# THE TASK
In the lines below, swap every "innermost point" for "central point" and leave everything else unchanged.

## BEGIN GIVEN DATA

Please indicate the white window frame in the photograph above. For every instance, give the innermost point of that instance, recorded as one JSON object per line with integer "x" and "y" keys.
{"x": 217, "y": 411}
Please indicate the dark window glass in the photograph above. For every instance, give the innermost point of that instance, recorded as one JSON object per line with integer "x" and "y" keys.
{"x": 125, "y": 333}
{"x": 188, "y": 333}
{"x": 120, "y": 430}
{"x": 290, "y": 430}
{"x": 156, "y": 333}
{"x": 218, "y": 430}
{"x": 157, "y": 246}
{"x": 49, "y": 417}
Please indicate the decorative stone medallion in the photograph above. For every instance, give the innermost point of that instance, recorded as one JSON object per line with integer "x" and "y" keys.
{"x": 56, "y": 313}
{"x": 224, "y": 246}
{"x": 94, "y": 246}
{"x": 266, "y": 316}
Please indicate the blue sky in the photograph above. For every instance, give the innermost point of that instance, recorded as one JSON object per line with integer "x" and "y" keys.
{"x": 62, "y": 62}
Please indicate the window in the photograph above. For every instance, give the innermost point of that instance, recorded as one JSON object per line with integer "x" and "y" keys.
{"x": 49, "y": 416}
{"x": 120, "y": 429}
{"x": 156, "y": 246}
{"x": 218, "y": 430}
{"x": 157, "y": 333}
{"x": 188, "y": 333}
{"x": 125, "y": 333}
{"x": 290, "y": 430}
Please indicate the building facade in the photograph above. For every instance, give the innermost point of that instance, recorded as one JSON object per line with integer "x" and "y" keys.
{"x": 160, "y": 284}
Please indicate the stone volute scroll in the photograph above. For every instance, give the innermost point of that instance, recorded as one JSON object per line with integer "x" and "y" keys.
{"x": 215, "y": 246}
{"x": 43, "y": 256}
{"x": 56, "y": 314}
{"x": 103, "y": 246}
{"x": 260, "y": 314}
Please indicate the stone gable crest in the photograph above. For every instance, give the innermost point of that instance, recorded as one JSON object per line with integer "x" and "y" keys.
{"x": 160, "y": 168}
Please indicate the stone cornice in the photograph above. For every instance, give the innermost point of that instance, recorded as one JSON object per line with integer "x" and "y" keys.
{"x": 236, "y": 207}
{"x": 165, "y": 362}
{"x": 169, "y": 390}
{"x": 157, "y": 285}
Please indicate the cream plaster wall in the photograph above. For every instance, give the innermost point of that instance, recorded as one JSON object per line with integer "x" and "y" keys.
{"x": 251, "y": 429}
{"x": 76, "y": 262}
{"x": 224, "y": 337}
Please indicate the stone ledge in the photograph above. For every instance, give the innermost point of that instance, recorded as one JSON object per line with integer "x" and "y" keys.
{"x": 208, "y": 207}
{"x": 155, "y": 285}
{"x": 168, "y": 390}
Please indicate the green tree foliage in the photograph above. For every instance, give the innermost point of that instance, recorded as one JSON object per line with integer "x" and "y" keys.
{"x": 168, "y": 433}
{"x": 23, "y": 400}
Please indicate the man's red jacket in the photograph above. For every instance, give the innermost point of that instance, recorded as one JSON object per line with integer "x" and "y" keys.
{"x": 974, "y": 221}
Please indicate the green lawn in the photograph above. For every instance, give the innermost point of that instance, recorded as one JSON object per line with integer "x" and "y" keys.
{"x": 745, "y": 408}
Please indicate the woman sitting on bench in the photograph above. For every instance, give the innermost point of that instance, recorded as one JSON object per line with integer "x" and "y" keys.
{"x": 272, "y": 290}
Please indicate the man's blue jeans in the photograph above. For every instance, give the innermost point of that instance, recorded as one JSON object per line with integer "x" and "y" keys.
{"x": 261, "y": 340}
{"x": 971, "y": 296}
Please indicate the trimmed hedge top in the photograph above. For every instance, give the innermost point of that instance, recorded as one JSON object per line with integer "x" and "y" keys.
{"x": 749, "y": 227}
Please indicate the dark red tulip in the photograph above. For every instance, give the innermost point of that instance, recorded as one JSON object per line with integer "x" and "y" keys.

## END GIVEN DATA

# REPLY TO THE TASK
Please indicate the white window frame in the photograph above. For every instance, give the central point of that instance, recorded as one JSON object per line with integer "x" and "y" keys.
{"x": 217, "y": 411}
Please indicate the dark window glass in the photograph above. For every instance, give the central point of that instance, recorded as one JSON object per line with integer "x" and "y" keys.
{"x": 125, "y": 333}
{"x": 188, "y": 333}
{"x": 120, "y": 430}
{"x": 290, "y": 430}
{"x": 156, "y": 333}
{"x": 218, "y": 430}
{"x": 157, "y": 246}
{"x": 49, "y": 417}
Please indicate the decorative stone medallion in the photograph above. For every instance, give the central point of that instance, recorded as one JSON object per line with integer "x" and "y" keys.
{"x": 56, "y": 313}
{"x": 224, "y": 246}
{"x": 94, "y": 246}
{"x": 266, "y": 316}
Please indicate the blue sky in the photograph above. For every instance, give the central point of that instance, recorded as one JSON object per line with integer "x" and "y" keys.
{"x": 62, "y": 62}
Please indicate the window in the photograph above. For every instance, give the central point of that instance, recorded as one JSON object per line with integer "x" and "y" keys.
{"x": 49, "y": 416}
{"x": 120, "y": 429}
{"x": 156, "y": 246}
{"x": 218, "y": 430}
{"x": 157, "y": 333}
{"x": 188, "y": 333}
{"x": 125, "y": 333}
{"x": 290, "y": 430}
Please indicate the building facade in the photograph above. For every instance, give the central point of that instance, recorded as one JSON object per line with integer "x" and "y" keys.
{"x": 160, "y": 284}
Please indicate the stone volute scroll in the photograph above. For every instance, give the central point of that instance, recorded as one JSON object per line with integer "x" and "y" keys.
{"x": 215, "y": 246}
{"x": 43, "y": 256}
{"x": 56, "y": 314}
{"x": 103, "y": 246}
{"x": 260, "y": 314}
Please indicate the stone gable crest in the photograph above. For every instance, give the central point of that instance, recorded as one JSON object per line with integer "x" and "y" keys.
{"x": 160, "y": 168}
Please indicate the stone cornice in the photograph above. For every instance, give the central point of that instance, recorded as one JSON object per line with integer "x" and "y" keys.
{"x": 236, "y": 207}
{"x": 165, "y": 362}
{"x": 169, "y": 390}
{"x": 157, "y": 285}
Please indicate the cream plaster wall in the photograph above. For every instance, give the central point of that instance, recorded as one JSON object per line with integer "x" and "y" keys.
{"x": 251, "y": 429}
{"x": 76, "y": 262}
{"x": 224, "y": 337}
Please indicate the stone ledge in the photograph above. For every instance, give the central point of that instance, recorded as one JSON object per line with integer "x" and "y" keys.
{"x": 208, "y": 207}
{"x": 155, "y": 285}
{"x": 168, "y": 390}
Please indicate the green tree foliage in the photograph above. For every instance, give the central point of that instance, recorded as one JSON object per line with integer "x" and "y" keys.
{"x": 168, "y": 433}
{"x": 23, "y": 400}
Please indicate the man's red jacket in the photograph above. For every instance, give the central point of that instance, recorded as one JSON object per line with integer "x" and "y" keys.
{"x": 974, "y": 221}
Please indicate the green lawn in the photograph above. For every instance, give the central point of that instance, recorded as one JSON object per line with integer "x" and "y" keys.
{"x": 745, "y": 408}
Please indicate the woman sitting on bench in the photograph above. For every instance, give the central point of that instance, recorded as one JSON object per line with integer "x" and "y" keys.
{"x": 272, "y": 290}
Please indicate the man's blue jeans in the photograph above. For every instance, give the central point of that instance, recorded as one JSON object per line with integer "x" and "y" keys.
{"x": 261, "y": 340}
{"x": 971, "y": 296}
Please indicate the trimmed hedge top in the photograph above. For every instance, give the central point of that instance, recorded as one JSON object per line with integer "x" and "y" keys.
{"x": 749, "y": 227}
Please indicate the dark red tulip in the photograph above. For every instance, give the central point of that instance, recorded as one JSON object per line with integer "x" and "y" keys.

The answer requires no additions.